**Written instruction A**.
Answer these questions about the DuckDB storage text, one answer per line:
(i) What magic bytes does the file header contain?
(ii) Which database does the text give as an example of a row-oriented database?
(iii) If a query accesses 3 out of 50 columns, about what share of the data is read?

**Selected extract**.
Storage System

DuckDB uses a columnar storage format optimized for analytical workloads, combined with a single-file architecture for simplicity and portability. The storage system provides full ACID guarantees through Multi-Version Concurrency Control (MVCC) and Write-Ahead Logging (WAL).

Single-File Database Design

Location: src/storage/ DuckDB stores all database data in a single file with the .duckdb extension (or in-memory). This design provides several benefits:

Portability

Copy a single file to move the entire database

Simplicity

No complex directory structures or multiple files to manage

Versioning

Easy to version control, backup, and restore

Zero Config

No server setup or configuration required

// Opening a database creates or opens a single file
duckdb_database db;
duckdb_open("analytics.duckdb", &db);

// In-memory database (no file)
duckdb_open(":memory:", &db);
duckdb_open(NULL, &db);  // Also in-memory

File Structure

The database file contains:

File Header: Magic bytes “DUCK”, version info, configuration
Block Manager: Manages storage blocks on disk
Metadata: Table schemas, statistics, indexes
Data Blocks: Actual table data in columnar format
Write-Ahead Log (WAL): Transaction log for durability

From src/include/duckdb/storage/storage_info.hpp:83-98:

class MainHeader {
public:
    static constexpr idx_t MAX_VERSION_SIZE = 32;
    static constexpr idx_t MAGIC_BYTE_SIZE = 4;
    static constexpr idx_t FLAG_COUNT = 4;
    
    // The magic bytes should be "DUCK"
    static const char MAGIC_BYTES[];
    
    // The (storage) version of the database
    uint64_t version_number;
    // ...
};

Columnar Storage Format

Unlike row-oriented databases (like SQLite) that store entire rows together, DuckDB stores data column-by-column. This is optimal for analytical queries that typically access a subset of columns.

Row-Oriented vs Columnar

Row-Oriented (OLTP databases):

Row 1: [id=1, name="Alice", age=30, salary=70000]
Row 2: [id=2, name="Bob",   age=25, salary=65000]
Row 3: [id=3, name="Carol", age=35, salary=80000]

Columnar (DuckDB):

Column id:     [1, 2, 3]
Column name:   ["Alice", "Bob", "Carol"]
Column age:    [30, 25, 35]
Column salary: [70000, 65000, 80000]

Benefits of Columnar Storage

Better Compression

Similar values are stored together, leading to higher compression ratios. For example, a column of country names will have many repeated values.

-- Country column might compress from MB to KB
SELECT country, COUNT(*) FROM users GROUP BY country;

Reduced I/O

Only read the columns you need. If a query only accesses 3 out of 50 columns, you only read ~6% of the data.

-- Only reads 'name' and 'email' columns, skips other 48 columns
SELECT name, email FROM users WHERE age > 30;

Vectorized Processing

Columnar data is ideal for SIMD operations and cache-friendly batch processing.

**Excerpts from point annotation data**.
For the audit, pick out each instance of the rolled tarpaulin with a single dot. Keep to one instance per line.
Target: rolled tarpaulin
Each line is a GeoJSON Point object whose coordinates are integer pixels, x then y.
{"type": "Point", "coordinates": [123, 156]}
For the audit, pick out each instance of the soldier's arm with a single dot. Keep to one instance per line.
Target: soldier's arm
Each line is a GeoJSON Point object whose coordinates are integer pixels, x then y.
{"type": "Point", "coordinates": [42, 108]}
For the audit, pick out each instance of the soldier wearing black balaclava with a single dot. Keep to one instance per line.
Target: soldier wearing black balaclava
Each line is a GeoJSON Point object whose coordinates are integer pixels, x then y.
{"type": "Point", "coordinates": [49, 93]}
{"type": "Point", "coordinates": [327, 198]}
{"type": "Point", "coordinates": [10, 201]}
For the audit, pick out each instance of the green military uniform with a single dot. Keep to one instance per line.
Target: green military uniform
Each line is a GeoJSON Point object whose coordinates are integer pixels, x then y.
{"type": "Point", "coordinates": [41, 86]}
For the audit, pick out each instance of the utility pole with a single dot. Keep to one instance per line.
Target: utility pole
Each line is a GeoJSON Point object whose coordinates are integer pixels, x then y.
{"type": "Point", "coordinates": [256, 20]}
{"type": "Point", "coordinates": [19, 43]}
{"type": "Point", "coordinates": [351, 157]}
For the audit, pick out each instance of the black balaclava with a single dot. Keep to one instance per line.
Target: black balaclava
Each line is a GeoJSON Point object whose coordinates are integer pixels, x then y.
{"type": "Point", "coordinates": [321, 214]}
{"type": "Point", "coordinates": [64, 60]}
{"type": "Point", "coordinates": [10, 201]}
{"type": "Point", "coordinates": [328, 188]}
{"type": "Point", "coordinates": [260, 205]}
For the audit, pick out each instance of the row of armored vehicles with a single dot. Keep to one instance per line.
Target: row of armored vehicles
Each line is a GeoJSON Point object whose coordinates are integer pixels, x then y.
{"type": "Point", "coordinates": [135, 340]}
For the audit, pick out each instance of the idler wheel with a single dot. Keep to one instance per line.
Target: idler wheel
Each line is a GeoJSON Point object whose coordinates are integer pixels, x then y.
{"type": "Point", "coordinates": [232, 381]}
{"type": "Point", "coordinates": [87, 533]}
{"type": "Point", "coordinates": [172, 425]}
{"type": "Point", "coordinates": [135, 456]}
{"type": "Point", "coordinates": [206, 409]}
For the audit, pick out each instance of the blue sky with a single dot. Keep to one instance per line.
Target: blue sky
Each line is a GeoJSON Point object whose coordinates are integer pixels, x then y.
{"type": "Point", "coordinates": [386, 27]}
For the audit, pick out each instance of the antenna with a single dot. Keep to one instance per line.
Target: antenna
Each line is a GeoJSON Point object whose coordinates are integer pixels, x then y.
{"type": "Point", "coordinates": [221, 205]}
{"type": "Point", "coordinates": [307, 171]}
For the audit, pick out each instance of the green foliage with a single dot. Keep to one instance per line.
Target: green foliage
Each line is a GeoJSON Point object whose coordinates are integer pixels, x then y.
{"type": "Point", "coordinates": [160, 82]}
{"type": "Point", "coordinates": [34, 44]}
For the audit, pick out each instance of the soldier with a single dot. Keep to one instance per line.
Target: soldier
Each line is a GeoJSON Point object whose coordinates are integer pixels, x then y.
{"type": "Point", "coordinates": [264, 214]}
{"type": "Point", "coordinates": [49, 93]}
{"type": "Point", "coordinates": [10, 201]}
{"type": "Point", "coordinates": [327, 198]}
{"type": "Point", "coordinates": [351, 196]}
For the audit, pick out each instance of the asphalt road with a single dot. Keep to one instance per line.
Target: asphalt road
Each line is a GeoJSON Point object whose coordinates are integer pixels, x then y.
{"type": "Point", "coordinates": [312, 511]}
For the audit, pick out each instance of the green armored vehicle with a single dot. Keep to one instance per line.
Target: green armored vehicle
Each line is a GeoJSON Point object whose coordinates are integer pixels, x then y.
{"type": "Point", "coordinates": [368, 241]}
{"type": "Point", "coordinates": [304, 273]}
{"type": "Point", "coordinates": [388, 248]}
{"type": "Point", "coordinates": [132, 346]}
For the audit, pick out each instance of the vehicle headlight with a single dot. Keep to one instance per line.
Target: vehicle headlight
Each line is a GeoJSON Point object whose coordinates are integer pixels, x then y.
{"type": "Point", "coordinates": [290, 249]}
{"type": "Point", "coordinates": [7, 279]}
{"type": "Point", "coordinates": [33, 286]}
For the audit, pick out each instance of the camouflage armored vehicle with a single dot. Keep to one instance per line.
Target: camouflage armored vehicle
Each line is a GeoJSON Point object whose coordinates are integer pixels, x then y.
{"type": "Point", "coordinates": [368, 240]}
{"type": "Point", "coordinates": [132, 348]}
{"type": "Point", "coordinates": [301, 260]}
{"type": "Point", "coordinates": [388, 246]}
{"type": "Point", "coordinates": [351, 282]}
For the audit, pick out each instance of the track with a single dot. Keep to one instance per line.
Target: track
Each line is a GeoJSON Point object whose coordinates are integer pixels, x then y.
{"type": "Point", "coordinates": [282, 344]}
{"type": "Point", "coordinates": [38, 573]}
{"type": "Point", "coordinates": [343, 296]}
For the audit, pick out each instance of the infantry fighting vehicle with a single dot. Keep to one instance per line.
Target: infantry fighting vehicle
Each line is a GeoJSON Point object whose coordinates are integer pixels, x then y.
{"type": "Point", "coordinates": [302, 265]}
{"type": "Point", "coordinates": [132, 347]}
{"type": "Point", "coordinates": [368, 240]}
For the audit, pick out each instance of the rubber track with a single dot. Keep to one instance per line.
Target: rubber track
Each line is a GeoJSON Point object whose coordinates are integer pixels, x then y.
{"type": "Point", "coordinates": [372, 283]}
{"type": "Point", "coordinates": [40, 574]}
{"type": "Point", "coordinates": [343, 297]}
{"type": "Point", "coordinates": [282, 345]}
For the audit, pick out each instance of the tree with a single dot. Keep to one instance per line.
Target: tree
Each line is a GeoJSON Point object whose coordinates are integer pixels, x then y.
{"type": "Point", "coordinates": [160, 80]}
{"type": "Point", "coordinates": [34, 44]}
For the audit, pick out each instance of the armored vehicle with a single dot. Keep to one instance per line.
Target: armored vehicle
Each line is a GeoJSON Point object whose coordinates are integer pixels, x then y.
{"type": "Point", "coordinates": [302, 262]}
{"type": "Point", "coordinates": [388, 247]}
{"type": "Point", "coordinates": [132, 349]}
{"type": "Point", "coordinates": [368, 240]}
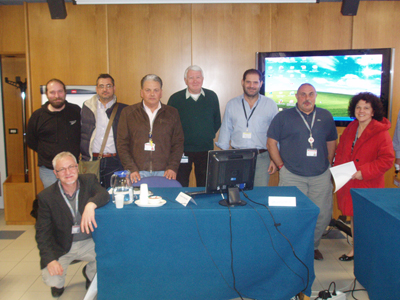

**Written instruction B**. Select every line of the entries that contains the word "rolled", and copy each one out in full.

**Task result A**.
(i) "DUCK"
(ii) SQLite
(iii) About 6%

**Task result B**.
For the audit, pick out each instance of the rolled tarpaulin with a single dot. Keep to one instance per line.
Target: rolled tarpaulin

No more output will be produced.